[BEGIN]
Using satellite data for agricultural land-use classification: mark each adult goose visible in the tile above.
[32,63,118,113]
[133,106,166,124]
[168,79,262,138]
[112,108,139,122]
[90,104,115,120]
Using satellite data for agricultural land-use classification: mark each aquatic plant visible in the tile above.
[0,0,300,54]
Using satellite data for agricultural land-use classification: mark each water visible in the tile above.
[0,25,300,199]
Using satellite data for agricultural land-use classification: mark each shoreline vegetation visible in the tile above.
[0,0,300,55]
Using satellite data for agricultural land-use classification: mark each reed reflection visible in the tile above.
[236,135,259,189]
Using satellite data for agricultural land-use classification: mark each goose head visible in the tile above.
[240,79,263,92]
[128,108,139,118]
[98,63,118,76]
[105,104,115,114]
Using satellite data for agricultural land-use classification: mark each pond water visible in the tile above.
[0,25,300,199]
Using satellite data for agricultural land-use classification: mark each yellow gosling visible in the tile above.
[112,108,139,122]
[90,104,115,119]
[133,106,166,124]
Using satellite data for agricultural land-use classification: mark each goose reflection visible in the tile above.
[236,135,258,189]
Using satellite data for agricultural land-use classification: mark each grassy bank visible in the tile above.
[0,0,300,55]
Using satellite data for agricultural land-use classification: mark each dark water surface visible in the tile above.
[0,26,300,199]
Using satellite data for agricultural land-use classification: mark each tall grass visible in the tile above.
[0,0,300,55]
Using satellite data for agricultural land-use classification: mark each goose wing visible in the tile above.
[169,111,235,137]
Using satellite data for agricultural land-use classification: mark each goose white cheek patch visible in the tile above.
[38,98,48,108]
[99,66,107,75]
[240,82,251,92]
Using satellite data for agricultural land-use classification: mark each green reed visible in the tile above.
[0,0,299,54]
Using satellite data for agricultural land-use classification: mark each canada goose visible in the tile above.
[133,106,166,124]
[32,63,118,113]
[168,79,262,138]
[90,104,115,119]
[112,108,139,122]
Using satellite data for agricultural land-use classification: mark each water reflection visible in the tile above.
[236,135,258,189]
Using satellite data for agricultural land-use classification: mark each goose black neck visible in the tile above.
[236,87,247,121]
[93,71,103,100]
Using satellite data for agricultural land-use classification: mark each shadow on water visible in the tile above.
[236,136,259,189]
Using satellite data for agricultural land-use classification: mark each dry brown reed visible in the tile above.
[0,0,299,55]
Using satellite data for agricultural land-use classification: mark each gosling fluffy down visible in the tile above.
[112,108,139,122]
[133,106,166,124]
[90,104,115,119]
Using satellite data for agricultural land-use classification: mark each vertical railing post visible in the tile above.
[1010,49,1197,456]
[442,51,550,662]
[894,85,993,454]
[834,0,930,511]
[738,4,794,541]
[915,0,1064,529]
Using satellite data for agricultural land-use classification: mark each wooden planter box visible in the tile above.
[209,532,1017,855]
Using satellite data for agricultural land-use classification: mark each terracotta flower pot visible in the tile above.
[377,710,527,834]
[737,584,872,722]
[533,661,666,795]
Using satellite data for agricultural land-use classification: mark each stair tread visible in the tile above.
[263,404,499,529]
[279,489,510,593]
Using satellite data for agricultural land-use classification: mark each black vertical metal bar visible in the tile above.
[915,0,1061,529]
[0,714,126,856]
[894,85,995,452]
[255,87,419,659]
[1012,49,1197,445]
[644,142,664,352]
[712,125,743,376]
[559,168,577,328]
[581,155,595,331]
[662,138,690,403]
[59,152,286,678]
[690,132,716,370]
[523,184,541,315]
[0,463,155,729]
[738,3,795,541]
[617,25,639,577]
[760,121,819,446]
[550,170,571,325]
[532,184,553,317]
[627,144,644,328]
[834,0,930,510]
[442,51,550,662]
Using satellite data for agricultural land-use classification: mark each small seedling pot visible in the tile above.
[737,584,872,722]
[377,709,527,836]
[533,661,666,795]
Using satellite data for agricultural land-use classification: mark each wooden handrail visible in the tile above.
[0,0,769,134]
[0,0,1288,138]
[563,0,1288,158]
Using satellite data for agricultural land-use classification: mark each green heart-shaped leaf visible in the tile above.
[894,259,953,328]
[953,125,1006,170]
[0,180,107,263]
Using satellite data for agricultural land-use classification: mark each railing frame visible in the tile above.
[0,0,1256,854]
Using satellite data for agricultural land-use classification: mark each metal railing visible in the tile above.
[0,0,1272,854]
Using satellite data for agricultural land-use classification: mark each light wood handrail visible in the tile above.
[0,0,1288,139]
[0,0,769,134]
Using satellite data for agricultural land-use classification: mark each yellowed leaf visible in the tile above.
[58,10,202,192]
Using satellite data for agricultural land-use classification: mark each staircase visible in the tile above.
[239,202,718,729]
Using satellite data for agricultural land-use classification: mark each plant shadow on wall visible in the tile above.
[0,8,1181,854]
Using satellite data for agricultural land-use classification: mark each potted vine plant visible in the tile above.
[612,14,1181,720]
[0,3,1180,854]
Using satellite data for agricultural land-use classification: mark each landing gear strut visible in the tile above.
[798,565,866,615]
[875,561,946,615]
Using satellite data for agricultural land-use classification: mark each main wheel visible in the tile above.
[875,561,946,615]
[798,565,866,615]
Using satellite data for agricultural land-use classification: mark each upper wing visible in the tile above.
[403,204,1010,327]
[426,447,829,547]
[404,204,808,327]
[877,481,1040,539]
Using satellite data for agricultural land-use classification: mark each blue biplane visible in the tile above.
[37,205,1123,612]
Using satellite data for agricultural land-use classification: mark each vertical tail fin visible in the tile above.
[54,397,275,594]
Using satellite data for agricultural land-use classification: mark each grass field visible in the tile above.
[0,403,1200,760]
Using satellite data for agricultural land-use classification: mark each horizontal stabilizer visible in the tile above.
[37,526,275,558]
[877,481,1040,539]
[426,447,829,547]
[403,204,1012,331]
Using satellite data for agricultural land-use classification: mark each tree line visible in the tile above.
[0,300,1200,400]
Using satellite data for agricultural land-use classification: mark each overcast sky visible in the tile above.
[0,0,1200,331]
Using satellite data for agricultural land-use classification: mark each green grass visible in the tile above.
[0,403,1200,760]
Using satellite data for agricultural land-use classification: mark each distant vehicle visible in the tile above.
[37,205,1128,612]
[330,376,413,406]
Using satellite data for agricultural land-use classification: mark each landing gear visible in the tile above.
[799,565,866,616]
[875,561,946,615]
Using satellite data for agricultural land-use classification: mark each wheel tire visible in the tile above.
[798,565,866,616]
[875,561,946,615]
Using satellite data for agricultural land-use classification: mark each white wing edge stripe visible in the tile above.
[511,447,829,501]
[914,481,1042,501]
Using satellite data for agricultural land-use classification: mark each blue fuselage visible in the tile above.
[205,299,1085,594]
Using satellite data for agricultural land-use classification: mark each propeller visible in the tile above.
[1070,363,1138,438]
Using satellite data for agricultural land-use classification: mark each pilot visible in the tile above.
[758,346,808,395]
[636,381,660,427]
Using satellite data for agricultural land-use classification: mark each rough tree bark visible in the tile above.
[END]
AIM: Reproduce all of the entries above word for word and in their original order, with every set of coordinates left unchanged.

EXPECTED ANSWER:
Using satellite data for agricultural land-use classification: mark each adult goose visible in the tile above.
[32,63,118,113]
[133,106,166,124]
[168,79,262,138]
[112,108,139,122]
[90,104,115,120]
Using satellite data for agricultural land-use classification: mark each aquatic plant visible in the tile above.
[0,0,300,54]
Using satellite data for agricultural land-use classification: mark each water visible in the tile above.
[0,25,300,199]
Using satellite data for agricultural land-use classification: mark each shoreline vegetation visible in the tile above.
[0,0,300,55]
Using satellite data for agricultural land-use classification: mark each reed reflection visible in the tile above.
[236,135,259,189]
Using satellite data for agricultural land-use classification: mark each goose head visible in the tile above.
[240,79,263,92]
[128,108,139,118]
[98,63,118,76]
[105,104,115,114]
Using satellite data for agricultural land-use classification: mark each pond water visible in the tile above.
[0,25,300,199]
Using satellite data for agricultural land-use classification: mark each yellow gosling visible in the tile above.
[112,108,139,122]
[90,104,115,119]
[133,106,166,124]
Using satellite data for agricultural land-use classification: mark each goose reflection visible in the tile above.
[236,135,258,189]
Using satellite data for agricultural land-use classification: mark each grassy bank visible in the tile above.
[0,0,300,55]
Using satellite data for agricultural land-use classification: mark each dark water surface visible in the tile above.
[0,26,300,199]
Using satellite data for agricultural land-use classification: mark each tall grass visible in the tile above.
[0,0,300,55]
Using satellite data for agricultural land-use classification: mark each goose wing visible in the tile above.
[169,111,235,137]
Using satellite data for agricultural land-use classification: mark each goose white cheek patch visible in the tile above.
[38,98,48,108]
[99,66,107,75]
[240,82,251,92]
Using satellite data for agricultural land-use classification: mark each green reed visible in the tile above.
[0,0,299,54]
Using satellite data for agricultural land-use classification: mark each canada goose visible in the tile above.
[133,106,166,124]
[32,63,118,113]
[168,79,262,138]
[90,104,115,119]
[112,108,139,122]
Using satellite data for agricultural land-use classification: mark each water reflection visible in the tile above.
[236,135,258,189]
Using satellite data for agricultural land-use classification: mark each goose black neck visible in the tile above.
[236,87,247,121]
[93,71,103,100]
Using satellite data for agricultural land-use classification: mark each shadow on water visible in the tile above.
[236,136,259,189]
Using satellite data for agricultural land-use classification: mark each dry brown reed visible in the tile above.
[0,0,299,55]
Using satellite data for agricultural land-use classification: mark each gosling fluffy down visible in the tile above.
[112,108,139,122]
[133,106,166,124]
[90,104,115,119]
Using satellite data for agricultural land-use classification: mark each vertical railing post visible in the tile above.
[1010,49,1197,456]
[442,51,550,662]
[894,85,993,454]
[834,0,930,511]
[738,4,794,541]
[915,0,1064,529]
Using satellite data for agricultural land-use classification: mark each wooden planter box visible in the tile above.
[209,532,1017,855]
Using satellite data for agricultural land-use classification: mark each terracotta flower pot visible in the tile above.
[377,710,527,834]
[737,584,872,722]
[533,661,666,795]
Using satellite data for agricultural land-use classification: mark each stair tread visible in the tile above.
[263,404,499,529]
[279,489,510,593]
Using satellite data for agricultural land-use classification: mark each black vertical metal bar visible in the tile above.
[915,0,1061,529]
[0,714,126,856]
[894,85,995,452]
[255,87,419,659]
[1012,49,1197,445]
[644,142,664,352]
[712,125,743,376]
[559,168,577,328]
[581,155,595,331]
[662,138,690,403]
[59,152,286,678]
[690,132,716,370]
[523,184,541,315]
[0,463,155,729]
[738,3,795,541]
[617,25,639,577]
[760,121,819,446]
[550,170,571,325]
[532,184,553,317]
[627,144,644,328]
[834,0,930,510]
[442,51,550,662]
Using satellite data for agricultural land-use classification: mark each small seedling pot visible in the tile above.
[737,584,872,722]
[377,709,527,836]
[533,661,666,795]
Using satellite data for agricultural land-use classification: mark each wooden handrail visible in the tile above.
[0,0,769,134]
[0,0,1288,138]
[563,0,1288,158]
Using satellite data for agricultural land-use classification: mark each green heart-shaped leaf visible in the tile above.
[894,259,953,328]
[953,125,1006,170]
[0,180,107,263]
Using satellite data for agricultural land-use classification: mark each railing frame visible in the tile above.
[0,0,1256,854]
Using satellite data for agricultural land-use classification: mark each metal railing visible in the tile above.
[0,0,1272,854]
Using satellite data for agricultural land-use classification: mark each light wood handrail visible in the tile above.
[0,0,1288,139]
[0,0,769,134]
Using satellite data for agricultural land-use classification: mark each yellowed leaf visible in the tile above.
[58,10,202,192]
Using satellite data for agricultural land-use classification: mark each staircase visible in the tile above.
[239,202,718,729]
Using satellite data for agricultural land-use classification: mark each plant shadow on wall visible in the tile above.
[0,8,1181,854]
Using satellite data for agricultural land-use classification: mark each potted vine plant visible in the tile above.
[612,14,1181,720]
[0,3,1180,854]
Using satellite data for agricultural land-use classification: mark each landing gear strut visible in the tile above.
[798,565,866,615]
[875,561,946,615]
Using satellite data for agricultural land-use classification: mark each main wheel visible in the tile above.
[875,561,946,615]
[798,565,866,615]
Using satellite data for agricultural land-use classification: mark each upper wing visible in the tile above.
[403,204,1010,327]
[426,447,829,547]
[404,204,808,327]
[877,481,1040,539]
Using satellite data for agricultural land-use classification: mark each blue biplane visible in the tile above.
[37,205,1123,612]
Using satellite data for agricultural land-use classification: mark each vertical tail fin visible in the tile above.
[54,397,275,594]
Using satellite data for agricultural land-use classification: mark each grass field visible in the tile above.
[0,403,1200,760]
Using satellite data for agricultural land-use classification: mark each horizontal stabilizer visible in the tile above.
[37,526,275,558]
[877,481,1040,539]
[426,447,829,547]
[403,204,1012,331]
Using satellite data for agricultural land-use classification: mark each tree line visible in the tile above.
[0,300,1200,400]
Using satellite data for agricultural land-use classification: mark each overcast sky visible in the tile above.
[0,0,1200,331]
Using satellite data for agricultural land-use classification: mark each green grass visible in the tile above.
[0,403,1200,760]
Using satellite data for agricultural land-use classification: mark each distant vehicle visible in the tile above.
[37,205,1128,612]
[330,376,413,406]
Using satellite data for agricultural land-use classification: mark each landing gear visible in the tile above.
[799,565,866,616]
[875,561,946,615]
Using satellite data for agricultural land-use classification: mark each wheel tire visible in the tile above.
[798,565,866,616]
[875,561,946,615]
Using satellite data for agricultural land-use classification: mark each white wing edge stripe visible in the tile above.
[511,447,829,501]
[914,481,1042,501]
Using satellite data for agricultural land-use classification: mark each blue fuselage visible in the tile above.
[205,299,1085,594]
Using satellite data for agricultural land-use classification: mark each propeller visible in the tile above.
[1070,363,1138,438]
Using satellite data for agricultural land-use classification: mark each pilot visible in the tile above.
[758,346,808,395]
[636,381,660,427]
Using satellite data for agricultural land-use classification: mark each rough tree bark visible in the tile above.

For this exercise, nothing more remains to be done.